— Begin —
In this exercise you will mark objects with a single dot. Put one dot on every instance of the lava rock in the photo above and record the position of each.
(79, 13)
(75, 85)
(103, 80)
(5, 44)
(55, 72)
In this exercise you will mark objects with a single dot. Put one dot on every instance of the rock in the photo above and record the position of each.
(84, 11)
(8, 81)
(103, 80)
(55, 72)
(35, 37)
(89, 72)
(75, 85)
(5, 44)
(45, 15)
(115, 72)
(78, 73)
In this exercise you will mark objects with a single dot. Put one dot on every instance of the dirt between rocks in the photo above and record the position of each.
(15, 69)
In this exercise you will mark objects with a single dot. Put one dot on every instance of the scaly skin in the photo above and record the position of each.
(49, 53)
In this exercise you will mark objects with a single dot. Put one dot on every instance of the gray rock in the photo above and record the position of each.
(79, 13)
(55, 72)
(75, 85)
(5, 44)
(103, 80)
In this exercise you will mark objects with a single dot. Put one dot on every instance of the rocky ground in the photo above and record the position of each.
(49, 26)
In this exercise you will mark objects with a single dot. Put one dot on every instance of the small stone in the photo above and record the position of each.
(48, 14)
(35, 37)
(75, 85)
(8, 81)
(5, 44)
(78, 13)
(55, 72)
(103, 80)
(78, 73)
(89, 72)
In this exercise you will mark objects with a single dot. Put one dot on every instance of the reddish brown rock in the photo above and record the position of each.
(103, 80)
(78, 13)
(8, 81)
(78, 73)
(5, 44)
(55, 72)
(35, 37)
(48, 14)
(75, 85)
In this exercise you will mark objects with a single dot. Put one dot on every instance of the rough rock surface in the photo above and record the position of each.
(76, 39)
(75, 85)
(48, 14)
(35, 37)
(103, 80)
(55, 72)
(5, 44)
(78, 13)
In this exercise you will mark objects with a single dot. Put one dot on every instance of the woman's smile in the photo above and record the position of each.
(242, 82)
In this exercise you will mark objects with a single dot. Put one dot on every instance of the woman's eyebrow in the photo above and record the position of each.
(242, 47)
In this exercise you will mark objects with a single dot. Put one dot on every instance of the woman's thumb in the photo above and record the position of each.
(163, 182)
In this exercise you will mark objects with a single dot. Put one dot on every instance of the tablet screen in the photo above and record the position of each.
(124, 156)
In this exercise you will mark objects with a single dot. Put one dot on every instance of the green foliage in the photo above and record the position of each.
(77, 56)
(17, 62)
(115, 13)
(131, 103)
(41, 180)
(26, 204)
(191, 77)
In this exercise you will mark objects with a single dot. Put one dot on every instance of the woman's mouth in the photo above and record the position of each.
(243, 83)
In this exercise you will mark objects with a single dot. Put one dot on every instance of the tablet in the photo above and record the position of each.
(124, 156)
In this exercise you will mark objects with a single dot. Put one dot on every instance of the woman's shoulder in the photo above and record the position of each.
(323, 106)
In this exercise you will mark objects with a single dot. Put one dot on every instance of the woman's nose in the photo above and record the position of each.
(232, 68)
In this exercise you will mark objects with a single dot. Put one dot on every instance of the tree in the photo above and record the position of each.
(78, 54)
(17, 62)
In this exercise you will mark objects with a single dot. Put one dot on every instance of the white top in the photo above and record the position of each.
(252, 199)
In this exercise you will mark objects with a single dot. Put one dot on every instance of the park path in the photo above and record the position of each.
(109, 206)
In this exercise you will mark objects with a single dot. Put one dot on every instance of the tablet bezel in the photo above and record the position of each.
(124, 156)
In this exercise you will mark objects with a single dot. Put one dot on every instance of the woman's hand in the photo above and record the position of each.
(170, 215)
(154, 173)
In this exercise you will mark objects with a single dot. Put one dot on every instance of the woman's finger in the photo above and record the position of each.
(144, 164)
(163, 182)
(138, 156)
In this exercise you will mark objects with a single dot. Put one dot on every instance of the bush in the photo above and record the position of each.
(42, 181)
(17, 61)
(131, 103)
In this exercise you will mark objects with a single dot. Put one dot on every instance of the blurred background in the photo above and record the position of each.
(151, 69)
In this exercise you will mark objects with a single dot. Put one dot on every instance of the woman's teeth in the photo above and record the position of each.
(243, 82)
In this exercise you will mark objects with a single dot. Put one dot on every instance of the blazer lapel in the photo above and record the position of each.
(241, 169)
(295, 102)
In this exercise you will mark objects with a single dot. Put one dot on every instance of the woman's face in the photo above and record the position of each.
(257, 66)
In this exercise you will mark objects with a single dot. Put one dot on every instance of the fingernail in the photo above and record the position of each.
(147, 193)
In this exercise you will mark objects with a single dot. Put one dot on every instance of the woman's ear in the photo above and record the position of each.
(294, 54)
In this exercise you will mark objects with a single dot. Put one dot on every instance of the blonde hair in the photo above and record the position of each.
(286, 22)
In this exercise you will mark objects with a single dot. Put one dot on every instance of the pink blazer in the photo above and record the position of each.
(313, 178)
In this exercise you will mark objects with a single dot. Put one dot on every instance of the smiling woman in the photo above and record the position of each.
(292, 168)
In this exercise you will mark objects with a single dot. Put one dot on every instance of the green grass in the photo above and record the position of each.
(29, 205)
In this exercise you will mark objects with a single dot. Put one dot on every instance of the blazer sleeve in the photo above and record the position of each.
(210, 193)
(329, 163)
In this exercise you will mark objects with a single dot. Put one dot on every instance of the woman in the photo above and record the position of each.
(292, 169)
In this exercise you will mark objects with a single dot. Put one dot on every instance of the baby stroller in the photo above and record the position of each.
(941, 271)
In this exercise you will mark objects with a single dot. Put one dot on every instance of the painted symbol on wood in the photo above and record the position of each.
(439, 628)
— End —
* **PROBLEM STATEMENT**: Rewrite the stretch from the line containing "of the baby" through the end of the records, requests included, offsetting every coordinate in the answers by adding 125 to it.

* **WRITTEN ANSWER**:
In this exercise you will mark objects with a single dot. Put one dot on every instance of the baby stroller in the photo above and record the position of each.
(1066, 396)
In this exercise you will mark objects with a single dot. Put one dot on every instance of the painted symbol on wood in the photo above and record the position of each.
(564, 753)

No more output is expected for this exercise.